_To do:_
Transcribe word for word the lines below from the line with "Note: identify the wooden" through the line with "Note: identify the araucaria", ends included.

_Materials provided:_

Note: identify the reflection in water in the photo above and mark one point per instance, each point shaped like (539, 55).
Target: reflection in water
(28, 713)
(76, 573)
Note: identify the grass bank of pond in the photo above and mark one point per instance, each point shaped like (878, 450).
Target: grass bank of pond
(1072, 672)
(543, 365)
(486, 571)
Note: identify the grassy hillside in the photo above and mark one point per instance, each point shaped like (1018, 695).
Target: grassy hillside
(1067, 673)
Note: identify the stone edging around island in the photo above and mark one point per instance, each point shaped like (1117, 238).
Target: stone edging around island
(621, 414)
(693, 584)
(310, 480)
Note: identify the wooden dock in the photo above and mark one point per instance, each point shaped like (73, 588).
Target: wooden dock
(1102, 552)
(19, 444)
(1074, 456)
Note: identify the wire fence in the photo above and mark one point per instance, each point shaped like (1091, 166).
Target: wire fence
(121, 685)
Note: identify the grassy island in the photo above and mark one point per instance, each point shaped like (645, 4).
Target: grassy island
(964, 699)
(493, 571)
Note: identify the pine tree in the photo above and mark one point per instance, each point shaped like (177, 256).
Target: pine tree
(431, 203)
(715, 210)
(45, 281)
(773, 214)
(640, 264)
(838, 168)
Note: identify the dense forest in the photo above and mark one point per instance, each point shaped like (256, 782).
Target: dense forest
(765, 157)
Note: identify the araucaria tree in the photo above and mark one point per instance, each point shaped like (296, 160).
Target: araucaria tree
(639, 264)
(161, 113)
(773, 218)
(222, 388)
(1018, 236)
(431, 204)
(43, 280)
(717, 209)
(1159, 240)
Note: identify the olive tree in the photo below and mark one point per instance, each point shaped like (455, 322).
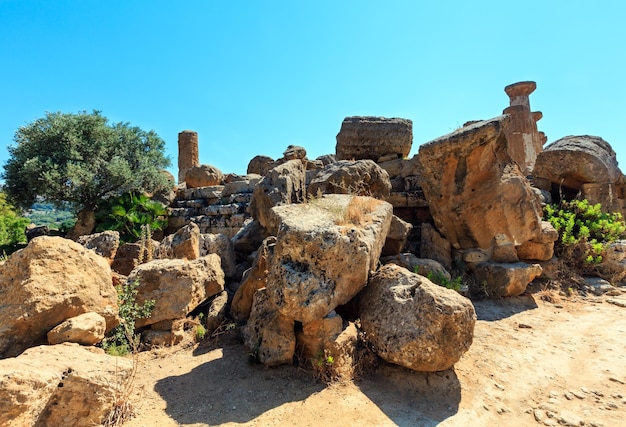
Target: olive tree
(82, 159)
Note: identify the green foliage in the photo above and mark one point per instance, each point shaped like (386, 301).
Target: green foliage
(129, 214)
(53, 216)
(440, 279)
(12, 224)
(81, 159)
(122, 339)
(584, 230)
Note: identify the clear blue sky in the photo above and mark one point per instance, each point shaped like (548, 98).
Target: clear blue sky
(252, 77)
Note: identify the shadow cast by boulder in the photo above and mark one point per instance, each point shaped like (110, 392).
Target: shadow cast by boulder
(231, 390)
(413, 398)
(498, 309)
* * *
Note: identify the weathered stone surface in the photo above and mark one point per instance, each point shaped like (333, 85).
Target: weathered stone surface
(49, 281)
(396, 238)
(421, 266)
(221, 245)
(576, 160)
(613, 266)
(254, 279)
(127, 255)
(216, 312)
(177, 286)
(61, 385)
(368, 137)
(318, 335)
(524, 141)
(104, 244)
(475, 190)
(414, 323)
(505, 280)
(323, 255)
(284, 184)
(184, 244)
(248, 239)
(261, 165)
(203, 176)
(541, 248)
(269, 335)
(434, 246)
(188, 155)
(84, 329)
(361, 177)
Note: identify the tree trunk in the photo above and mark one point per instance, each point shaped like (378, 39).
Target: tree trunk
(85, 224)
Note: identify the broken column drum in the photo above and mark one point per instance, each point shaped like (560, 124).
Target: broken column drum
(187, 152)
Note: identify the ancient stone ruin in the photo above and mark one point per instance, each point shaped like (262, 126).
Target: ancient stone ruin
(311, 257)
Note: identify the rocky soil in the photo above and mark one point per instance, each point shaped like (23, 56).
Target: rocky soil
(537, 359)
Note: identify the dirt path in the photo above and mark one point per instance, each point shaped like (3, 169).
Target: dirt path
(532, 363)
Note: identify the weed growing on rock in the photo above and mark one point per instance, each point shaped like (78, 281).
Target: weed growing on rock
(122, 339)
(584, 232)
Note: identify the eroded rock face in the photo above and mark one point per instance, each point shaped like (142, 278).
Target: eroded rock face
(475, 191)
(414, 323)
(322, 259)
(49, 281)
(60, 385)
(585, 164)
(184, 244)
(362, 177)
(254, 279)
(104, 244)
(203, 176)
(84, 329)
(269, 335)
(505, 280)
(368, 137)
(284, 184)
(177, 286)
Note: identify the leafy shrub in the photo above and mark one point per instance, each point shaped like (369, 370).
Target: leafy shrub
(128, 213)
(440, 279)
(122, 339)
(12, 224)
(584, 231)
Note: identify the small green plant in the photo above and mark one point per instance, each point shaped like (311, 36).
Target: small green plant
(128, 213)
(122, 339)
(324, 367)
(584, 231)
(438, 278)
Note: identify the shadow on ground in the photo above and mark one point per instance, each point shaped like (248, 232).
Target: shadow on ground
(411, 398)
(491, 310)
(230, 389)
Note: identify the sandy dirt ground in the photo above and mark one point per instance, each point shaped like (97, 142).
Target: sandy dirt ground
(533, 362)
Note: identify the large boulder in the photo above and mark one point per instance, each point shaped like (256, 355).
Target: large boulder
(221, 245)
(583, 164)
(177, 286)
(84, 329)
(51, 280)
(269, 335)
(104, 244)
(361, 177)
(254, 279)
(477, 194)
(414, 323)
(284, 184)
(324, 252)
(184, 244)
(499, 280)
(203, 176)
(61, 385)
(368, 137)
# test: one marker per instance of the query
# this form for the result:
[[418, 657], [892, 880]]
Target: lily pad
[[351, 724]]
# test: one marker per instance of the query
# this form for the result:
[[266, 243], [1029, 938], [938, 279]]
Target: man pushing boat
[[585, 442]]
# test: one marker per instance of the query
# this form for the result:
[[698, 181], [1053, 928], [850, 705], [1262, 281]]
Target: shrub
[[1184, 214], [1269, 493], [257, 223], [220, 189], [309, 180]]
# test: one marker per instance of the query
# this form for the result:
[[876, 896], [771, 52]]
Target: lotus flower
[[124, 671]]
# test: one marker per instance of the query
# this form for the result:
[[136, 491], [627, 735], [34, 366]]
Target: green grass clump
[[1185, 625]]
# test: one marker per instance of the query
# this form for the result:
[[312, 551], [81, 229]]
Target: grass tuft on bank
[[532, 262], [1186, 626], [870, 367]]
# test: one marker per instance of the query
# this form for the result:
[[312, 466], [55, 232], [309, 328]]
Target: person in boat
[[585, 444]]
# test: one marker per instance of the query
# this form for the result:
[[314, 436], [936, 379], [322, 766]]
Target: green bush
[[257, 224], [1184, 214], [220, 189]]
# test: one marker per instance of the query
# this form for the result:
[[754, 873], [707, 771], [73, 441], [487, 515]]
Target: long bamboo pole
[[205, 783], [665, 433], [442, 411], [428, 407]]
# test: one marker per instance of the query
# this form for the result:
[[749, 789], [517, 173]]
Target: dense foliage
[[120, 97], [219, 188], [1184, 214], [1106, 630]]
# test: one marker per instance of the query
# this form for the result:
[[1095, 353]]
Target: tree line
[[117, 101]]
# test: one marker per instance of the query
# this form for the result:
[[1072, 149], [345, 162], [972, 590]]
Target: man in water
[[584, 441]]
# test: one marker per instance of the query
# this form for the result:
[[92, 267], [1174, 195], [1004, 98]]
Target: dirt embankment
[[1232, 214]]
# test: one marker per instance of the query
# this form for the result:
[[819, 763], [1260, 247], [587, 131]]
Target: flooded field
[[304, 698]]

_Answer to this task:_
Note: identify the wooden dock in the photo above and mark one point per instance, each point shaped like (73, 588).
Target: wooden dock
(1102, 552)
(19, 444)
(1074, 456)
Note: identify the wire fence in the photo above and mark one point per instance, each point shaped like (1091, 166).
Target: wire fence
(121, 685)
Note: identify the grassy island in the photo above and mark one point per instance, each point shaped like (645, 4).
Target: grassy island
(964, 699)
(493, 571)
Note: identify the pine tree in the photo above and mark one point per instance, each point shaped like (177, 256).
Target: pine tree
(431, 203)
(715, 210)
(45, 281)
(773, 214)
(640, 264)
(838, 168)
Note: identify the dense forest in the photo above and mark one point per instance, each point shaped like (256, 782).
Target: dense forest
(765, 157)
Note: identify the araucaria tree in the photo above and mark one point per instance, each point shaped like (296, 160).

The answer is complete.